Copy out every row below line for line, without the pictures.

>> START Dataset extract

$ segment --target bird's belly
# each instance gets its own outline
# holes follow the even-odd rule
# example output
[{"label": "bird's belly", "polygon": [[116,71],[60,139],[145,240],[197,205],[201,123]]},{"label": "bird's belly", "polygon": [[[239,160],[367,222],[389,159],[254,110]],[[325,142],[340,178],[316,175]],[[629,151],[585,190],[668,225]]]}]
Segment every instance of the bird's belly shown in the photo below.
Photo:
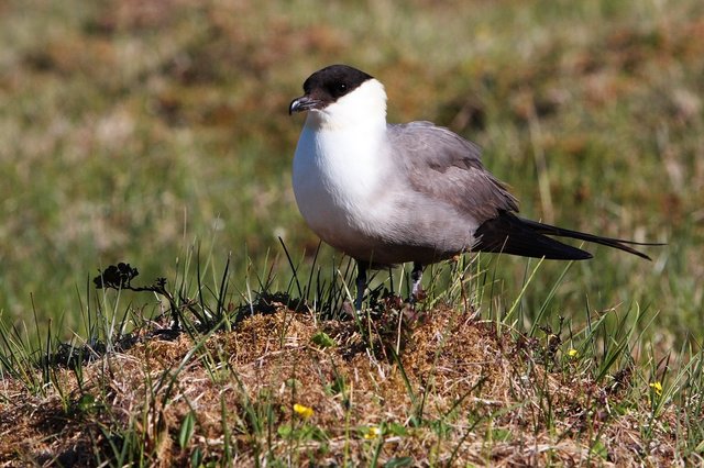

>> END Dataset extract

### Written solution:
$ segment --target bird's belly
# each instance gets its own outline
# holes follow the even-odd rule
# example output
[{"label": "bird's belly", "polygon": [[116,71],[60,139],[145,240],[197,205],[201,123]]},{"label": "bird's belly", "polygon": [[[239,160],[367,222],[389,159],[254,110]],[[325,142],[340,178],[316,175]],[[629,151],[585,190],[668,225]]]}]
Segment every instance of the bird's belly shown in the photo below.
Photo:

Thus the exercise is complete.